====== TEXTAUSZUG ======

Kai Wiedenhöfer: Vielen Dank!
von Billerbeck: Die Mauer, die Mauer, muss man ja genauer betont sagen, das war damals die in Berlin, also die beide Berlins, die beiden deutschen Staaten und auch die Systeme teilte. Sie haben die Menschen fotografiert, die an der Mauer gefeiert haben, aber auch die Mauer selbst, diese Grenzanlage. Was hat Sie an den Betonplatten, dem Stacheldraht, dem Todesstreifen fotografisch so interessiert?
Wiedenhöfer: Damals war es eigentlich, also wir kamen – also wir sind ziemlich schnell von Essen hierher gefahren, jedoch nicht aufgrund unserer Professoren, sondern eines amerikanischen Fotografen, den wir getroffen haben, der hat gesagt, er würde sofort fahren, das haben wir dann auch gemacht. Und wir kamen dann irgendwie um vier Uhr morgens am Potsdamer Platz am 12. November, und es war halt einfach diese Stimmung in der Stadt, die wir festgehalten haben. Also es ging damals eigentlich weniger um die Mauer an sich. Die war eher so Beiwerk. Es war diese echt super Stimmung, die da war, die ich in meinem Leben eigentlich nie wieder erlebt hab.
Man hat ja immer so diese Seiten, und die haben sich eigentlich aufgelöst an dem Tag. Selbst die DDR-Grenzer waren eigentlich relativ happy oder machten einen netten Eindruck. Das war schon – das war halt echt so eine Basisstimmung, die einfach nur Freude ausdrückte, und so was ist mir nie wieder passiert. Und deswegen war es halt für mich auch, also war das wichtigste politische Ereignis in meinem Leben. Und es war ja auch ein Ende der Welt, wie wir sie kannten, oder aus der wir gekommen sind, also die Welt des Kalten Krieges einfach.
von Billerbeck: Ihre Professoren an der Folkwangschule, die waren, so hörte ich, nicht so begeistert, dass Sie da für ein paar Tage nach Berlin gefahren sind, anstatt zu Ihren Vorlesungen in die Uni – war Dokumentarfotografie, wie Sie sie gemacht haben, in Essen damals noch kein Thema?
Wiedenhöfer: Nein, das nicht, aber – ich weiß nicht, die Leute haben es halt einfach unterschätzt, also in der Breite und in der Bedeutung, die das hatte. Also ich habe es auch schwer bereut, dass wir bloß vier, fünf Tage geblieben sind und dann halt – ich war gerade zehn Tage im ersten Semester, und man hat dann gesagt, wie wichtig die Schule ist und so, was sie dann eigentlich gar nicht war, das hat sich ja schon da rausgestellt. Aber immerhin waren wir da.

====== DATENAUSZUG ======

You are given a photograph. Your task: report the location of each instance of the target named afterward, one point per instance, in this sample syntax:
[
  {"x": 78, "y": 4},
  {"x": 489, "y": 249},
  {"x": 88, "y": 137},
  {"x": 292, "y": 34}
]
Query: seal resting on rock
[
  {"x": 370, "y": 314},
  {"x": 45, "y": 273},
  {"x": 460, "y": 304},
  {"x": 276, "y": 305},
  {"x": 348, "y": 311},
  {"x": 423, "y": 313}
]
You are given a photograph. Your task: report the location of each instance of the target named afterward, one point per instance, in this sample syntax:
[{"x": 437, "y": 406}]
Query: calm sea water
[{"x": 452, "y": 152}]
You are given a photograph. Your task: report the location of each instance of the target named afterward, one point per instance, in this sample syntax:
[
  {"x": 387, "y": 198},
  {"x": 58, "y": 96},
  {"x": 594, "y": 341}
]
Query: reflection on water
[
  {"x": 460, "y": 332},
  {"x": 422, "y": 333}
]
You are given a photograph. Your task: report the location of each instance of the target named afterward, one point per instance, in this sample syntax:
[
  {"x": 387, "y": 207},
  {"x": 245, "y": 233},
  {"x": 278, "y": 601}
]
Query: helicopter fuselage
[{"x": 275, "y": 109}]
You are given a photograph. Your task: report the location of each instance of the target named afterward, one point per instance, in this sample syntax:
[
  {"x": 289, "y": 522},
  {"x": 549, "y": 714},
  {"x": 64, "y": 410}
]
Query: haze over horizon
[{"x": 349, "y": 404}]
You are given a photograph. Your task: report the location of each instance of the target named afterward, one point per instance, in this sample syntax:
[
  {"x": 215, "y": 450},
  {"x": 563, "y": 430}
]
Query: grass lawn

======

ARBEITSAUFTRÄGE =
A. Wann und wo kamen Wiedenhöfer und seine Mitreisenden laut dem Interview in Berlin an?
B. Gib einen Abschnitt aus dem Interview wortgetreu wieder. Beginne bei den Worten „Wiedenhöfer: Damals war“ und höre nach den Worten „wieder erlebt hab.“ auf.
C. Welche Teile der Grenzanlage werden im Interview in der Frage nach dem fotografischen Interesse aufgezählt?

LÖSUNGEN IM EINZELNEN =
A. Am 12. November um vier Uhr morgens am Potsdamer Platz.

B.
Wiedenhöfer: Damals war es eigentlich, also wir kamen – also wir sind ziemlich schnell von Essen hierher gefahren, jedoch nicht aufgrund unserer Professoren, sondern eines amerikanischen Fotografen, den wir getroffen haben, der hat gesagt, er würde sofort fahren, das haben wir dann auch gemacht. Und wir kamen dann irgendwie um vier Uhr morgens am Potsdamer Platz am 12. November, und es war halt einfach diese Stimmung in der Stadt, die wir festgehalten haben. Also es ging damals eigentlich weniger um die Mauer an sich. Die war eher so Beiwerk. Es war diese echt super Stimmung, die da war, die ich in meinem Leben eigentlich nie wieder erlebt hab.

C. Betonplatten, Stacheldraht, Todesstreifen